▶ _What is being asked_
Copy every line of the data exactly, keeping out any picture.

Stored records
━━━━━━━━
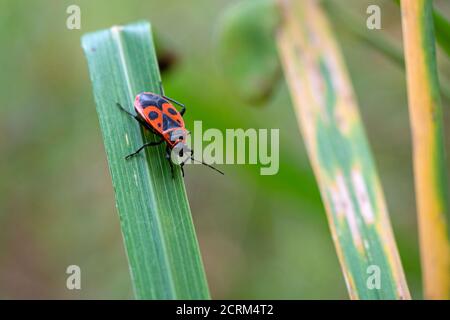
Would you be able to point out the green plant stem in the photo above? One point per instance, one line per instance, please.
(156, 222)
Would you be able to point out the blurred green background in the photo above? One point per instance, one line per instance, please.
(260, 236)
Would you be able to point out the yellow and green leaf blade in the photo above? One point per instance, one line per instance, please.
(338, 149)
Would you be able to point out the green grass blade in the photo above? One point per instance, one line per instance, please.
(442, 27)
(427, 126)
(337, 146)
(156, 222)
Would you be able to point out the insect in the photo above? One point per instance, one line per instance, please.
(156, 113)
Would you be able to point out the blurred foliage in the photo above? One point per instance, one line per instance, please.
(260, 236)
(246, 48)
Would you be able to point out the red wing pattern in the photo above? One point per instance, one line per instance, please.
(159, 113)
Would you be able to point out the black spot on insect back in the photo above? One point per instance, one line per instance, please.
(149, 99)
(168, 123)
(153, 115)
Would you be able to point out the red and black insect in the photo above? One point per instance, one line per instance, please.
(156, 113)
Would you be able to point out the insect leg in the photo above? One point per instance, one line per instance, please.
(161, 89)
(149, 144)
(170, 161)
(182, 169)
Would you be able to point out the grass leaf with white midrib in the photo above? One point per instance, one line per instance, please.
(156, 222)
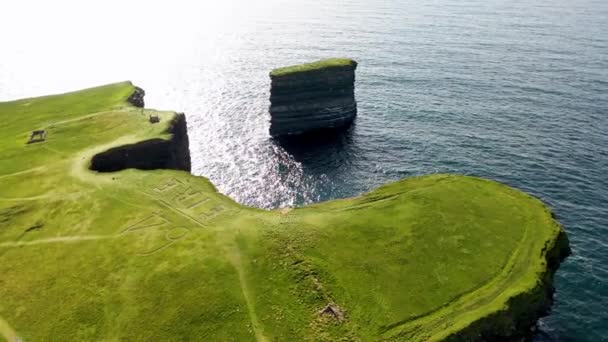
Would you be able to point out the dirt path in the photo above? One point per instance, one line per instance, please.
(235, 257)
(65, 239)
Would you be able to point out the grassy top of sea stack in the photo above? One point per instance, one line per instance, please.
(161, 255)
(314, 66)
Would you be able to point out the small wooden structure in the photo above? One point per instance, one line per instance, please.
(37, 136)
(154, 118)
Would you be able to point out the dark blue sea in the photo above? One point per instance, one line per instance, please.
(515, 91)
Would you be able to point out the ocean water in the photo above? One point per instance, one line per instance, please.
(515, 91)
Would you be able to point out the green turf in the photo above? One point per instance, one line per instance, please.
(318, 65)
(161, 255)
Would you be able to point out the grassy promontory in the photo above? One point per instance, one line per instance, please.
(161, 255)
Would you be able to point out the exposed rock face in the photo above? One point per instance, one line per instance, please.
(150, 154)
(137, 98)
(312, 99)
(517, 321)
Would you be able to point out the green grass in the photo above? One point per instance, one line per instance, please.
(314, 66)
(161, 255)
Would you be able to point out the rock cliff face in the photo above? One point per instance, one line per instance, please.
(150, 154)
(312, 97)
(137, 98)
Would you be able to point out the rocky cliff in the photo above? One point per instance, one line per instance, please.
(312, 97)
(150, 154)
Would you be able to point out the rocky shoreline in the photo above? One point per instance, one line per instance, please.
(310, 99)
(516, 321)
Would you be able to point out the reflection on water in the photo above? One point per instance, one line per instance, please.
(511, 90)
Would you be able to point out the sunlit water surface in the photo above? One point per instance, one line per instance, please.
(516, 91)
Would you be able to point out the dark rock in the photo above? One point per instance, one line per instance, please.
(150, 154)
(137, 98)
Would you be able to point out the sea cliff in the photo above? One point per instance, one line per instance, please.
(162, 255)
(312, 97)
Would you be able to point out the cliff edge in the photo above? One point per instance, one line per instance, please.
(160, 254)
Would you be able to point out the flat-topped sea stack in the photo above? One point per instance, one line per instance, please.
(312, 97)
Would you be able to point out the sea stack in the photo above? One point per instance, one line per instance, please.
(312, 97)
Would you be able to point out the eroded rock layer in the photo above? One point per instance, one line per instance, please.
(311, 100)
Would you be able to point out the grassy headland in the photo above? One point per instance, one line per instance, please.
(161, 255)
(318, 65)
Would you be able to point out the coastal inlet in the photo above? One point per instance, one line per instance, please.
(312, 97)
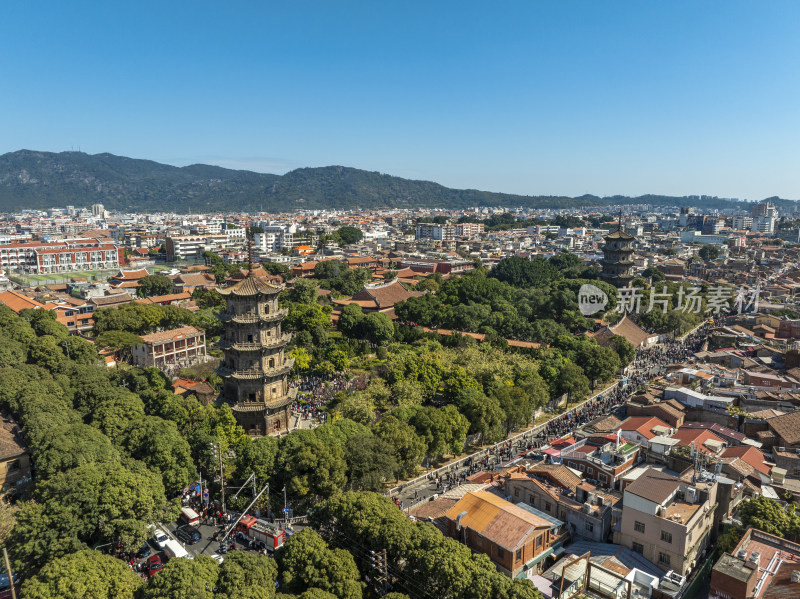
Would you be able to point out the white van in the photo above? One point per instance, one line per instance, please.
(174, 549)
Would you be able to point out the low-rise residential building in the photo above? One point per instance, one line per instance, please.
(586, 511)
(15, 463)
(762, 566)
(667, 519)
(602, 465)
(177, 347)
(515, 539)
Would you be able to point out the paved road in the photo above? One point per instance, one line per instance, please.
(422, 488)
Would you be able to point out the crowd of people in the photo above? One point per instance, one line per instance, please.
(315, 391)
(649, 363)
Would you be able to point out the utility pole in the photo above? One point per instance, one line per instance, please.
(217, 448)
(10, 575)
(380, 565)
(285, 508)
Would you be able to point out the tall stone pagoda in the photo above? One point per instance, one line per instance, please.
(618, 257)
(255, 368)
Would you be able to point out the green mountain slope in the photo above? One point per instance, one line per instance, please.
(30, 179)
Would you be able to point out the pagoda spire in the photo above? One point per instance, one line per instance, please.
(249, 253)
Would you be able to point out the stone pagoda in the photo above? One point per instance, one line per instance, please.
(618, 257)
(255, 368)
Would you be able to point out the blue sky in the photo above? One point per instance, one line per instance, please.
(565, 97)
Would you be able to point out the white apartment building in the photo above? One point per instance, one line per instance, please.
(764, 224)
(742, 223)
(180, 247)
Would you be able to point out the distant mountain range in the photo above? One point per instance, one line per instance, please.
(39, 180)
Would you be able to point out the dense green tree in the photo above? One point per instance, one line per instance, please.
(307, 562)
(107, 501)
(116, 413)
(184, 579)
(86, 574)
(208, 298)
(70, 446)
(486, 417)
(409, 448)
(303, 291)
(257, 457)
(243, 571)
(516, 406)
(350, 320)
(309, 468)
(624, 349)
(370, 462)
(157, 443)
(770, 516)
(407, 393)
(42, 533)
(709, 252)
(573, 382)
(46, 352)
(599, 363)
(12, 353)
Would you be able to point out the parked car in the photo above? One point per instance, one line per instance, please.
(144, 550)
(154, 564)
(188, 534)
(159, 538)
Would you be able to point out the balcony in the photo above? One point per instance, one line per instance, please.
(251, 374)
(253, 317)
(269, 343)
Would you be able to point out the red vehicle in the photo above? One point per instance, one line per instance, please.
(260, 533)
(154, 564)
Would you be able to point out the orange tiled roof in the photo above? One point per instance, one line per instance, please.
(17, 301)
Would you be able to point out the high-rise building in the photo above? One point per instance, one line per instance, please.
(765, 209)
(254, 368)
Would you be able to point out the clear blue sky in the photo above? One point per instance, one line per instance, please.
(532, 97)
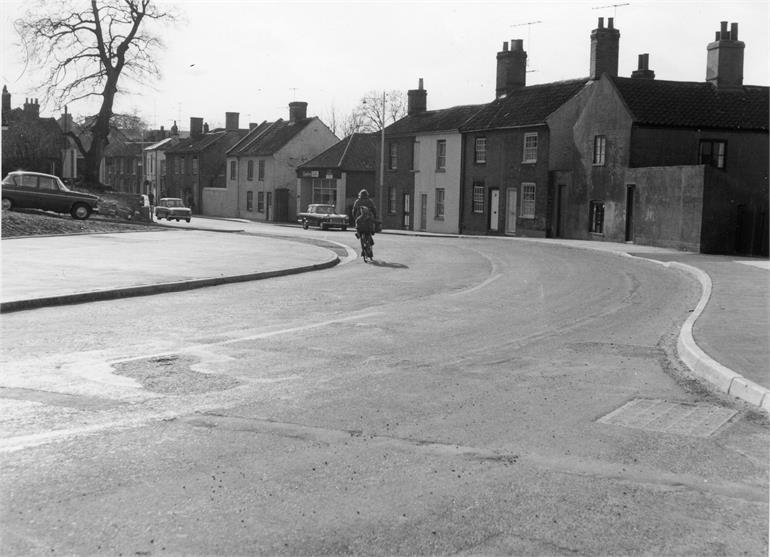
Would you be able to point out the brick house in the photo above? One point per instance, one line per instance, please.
━━━━━━━━
▶ _The completed task_
Would you be able to point out the green plant stem in the photo above? One point per instance, one line per instance, please.
(156, 222)
Would you be able to point out the blurred green background in the photo above? One point per instance, one line per instance, please.
(260, 236)
Would you be able to point out the yellow and green leaf blade in the photo above? One point per instance, one line per instance, please.
(338, 149)
Would you be able to point out the green grass blade in the photo above? One point per instance, one line per instance, please.
(442, 27)
(427, 126)
(337, 146)
(156, 222)
Would you be able to point out the insect in the photo above? One point per instance, one line per instance, please.
(156, 113)
Would you be able to point out the blurred foliage in the photo above? One point per instance, one line per instance, please.
(260, 236)
(246, 48)
Would you be able to point out the red wing pattern in the photo above? One point per instance, one line per instance, please.
(159, 113)
Would you be able to point out the black spot on insect back in the photo above? One point per instance, one line per instance, please.
(149, 99)
(168, 123)
(153, 115)
Would you be able to point out the red and black insect in the photo above? One point per instance, one line per instance, please.
(156, 113)
Would you be able to point out the insect leg in the photo above? One point per instance, one line per instance, please.
(161, 89)
(149, 144)
(170, 161)
(182, 169)
Would you be able to point out the grass leaf with white midrib in the photo above? One point per instance, one line per instance, please.
(156, 222)
Would you be able to point out the dirt path in the photo above? One point per instance, one line per instance, please.
(235, 257)
(65, 239)
Would you be able to point out the grassy top of sea stack in the photo above? One point per instance, one line per instance, please.
(161, 255)
(314, 66)
Would you be able to point out the small wooden structure in the photo above? One point per instance, one line per instance, please.
(37, 136)
(154, 118)
Would you be able to point out the dark blue sea in the photo above? One point per instance, one line per instance, please.
(515, 91)
Would you be able to point out the ocean water in the photo above? One point per instance, one line per instance, please.
(515, 91)
Would you be able to point out the green turf in the photo above? One point per instance, one line per instance, please.
(318, 65)
(161, 255)
Would you be able to point out the grassy promontory in the photo above? One point per instance, one line per instance, please.
(161, 255)
Would you be able to point out the exposed rock face in the photo above? One point per instance, one line per instance, please.
(150, 154)
(137, 98)
(312, 99)
(517, 321)
Would you be able to point out the green grass in the photo above? One point per instance, one line per instance, please.
(314, 66)
(161, 255)
Would you be able to point out the rock cliff face in the photo above? One point per instance, one line per instance, please.
(150, 154)
(312, 97)
(137, 98)
Would you be able to point out the rocky cliff in the photo above? One point per instance, one line per instance, please.
(312, 97)
(150, 154)
Would you be able to point out the rocky shoreline in the photo above? One point per instance, one line per instance, please.
(310, 99)
(516, 321)
Would you be able to point out the reflection on water in the photo above? One point per instance, one line per instance, please.
(511, 90)
Would you be able to point out the sunlit water surface in the photo above? One point per instance, one line per instance, please.
(516, 91)
Would you be able to point out the dark rock in the photo above? One point per instance, one line per instance, please.
(150, 154)
(137, 98)
Would you be able to point out the sea cliff in the photo above? One point per instance, one line per instance, please.
(162, 255)
(312, 97)
Would you be able to point out the cliff edge in the photo above? One point per instance, one line per instance, please.
(160, 254)
Would you be able to point out the flat-topped sea stack in the photo above? One point per instance, one line per instance, please.
(312, 97)
Would you be able to point out the sea stack in the photo above? One point per instance, one line per instance, please.
(312, 97)
Would you be able to point out the eroded rock layer in the photo above? One point per instance, one line per instance, please.
(311, 100)
Would you be able to point out the grassy headland in the photo above? One point per instance, one line per instance, please.
(161, 255)
(318, 65)
Would you be able to point out the coastal inlet in the photo above? One point per instance, one line per instance, please.
(312, 97)
Would you be able to point out the white van in the photo above? One point per instance, one line per instance, please.
(174, 549)
Would you be able to point out the low-rise residential building in the photo above? One point per instance, one line per instance, please.
(586, 511)
(15, 463)
(762, 566)
(667, 519)
(602, 465)
(177, 347)
(515, 539)
Would you be able to point out the paved road in the photo above? One point per instance, one line per instance, please.
(422, 488)
Would you be able to point out the crowd of people in the photo above? One point per instance, one line per instance, please.
(315, 391)
(649, 363)
Would you be able to point out the utility pole in the photo above? One point per instance, one line per instance, please.
(217, 448)
(10, 575)
(380, 565)
(285, 508)
Would you be able to point out the tall stone pagoda in the photo above? One point per instance, one line per instance, please.
(618, 257)
(255, 368)
Would you be able to point out the green mountain slope in the photo above? One point per instance, one line per instance, please.
(30, 179)
Would you be able to point out the pagoda spire in the photo above? One point per instance, one line per instance, please.
(249, 253)
Would you be able to point out the stone pagoda in the photo above? One point per instance, one line per instance, please.
(618, 257)
(255, 368)
Would you be able to point out the blue sky in the photo above? One point per instance, one line per instance, please.
(565, 97)
Would you be able to point out the white apartment building in the photo above? One point per instance, one line per instance, please.
(764, 224)
(742, 223)
(180, 247)
Would you be able to point out the distant mountain range in the photo above? One point per instance, one line per instance, please.
(39, 180)
Would you be able to point out the dense green tree in the photo above? One point per instance, one line per instance, please.
(307, 562)
(107, 501)
(116, 413)
(184, 579)
(86, 574)
(208, 298)
(70, 446)
(486, 417)
(409, 448)
(303, 291)
(257, 457)
(243, 571)
(516, 406)
(350, 320)
(309, 468)
(624, 349)
(370, 462)
(157, 443)
(770, 516)
(407, 393)
(42, 533)
(709, 252)
(573, 382)
(46, 352)
(599, 363)
(12, 353)
Would you be able to point out the parked car in the photo above? One point per instance, one line per instance, please.
(144, 550)
(154, 564)
(188, 534)
(159, 538)
Would you be able to point out the balcony in the photo above? One point per instance, one line per instance, please.
(251, 374)
(253, 317)
(269, 343)
Would you be able to point out the red vehicle in the photo above? One point per instance, one line per instance, please.
(260, 533)
(154, 564)
Would you be able to point out the orange tiled roof in the photo above? One point per instance, one line per instance, please.
(17, 301)
Would you be able to point out the high-rise building in the photo above? One point per instance, one line per instance, please.
(765, 209)
(254, 368)
Would you be able to point out the clear blue sky in the photo above? One point per instance, one line per instance, please.
(532, 97)
Would you be able to point out the brick house in the photo above? One point per instance, one line per instance, please.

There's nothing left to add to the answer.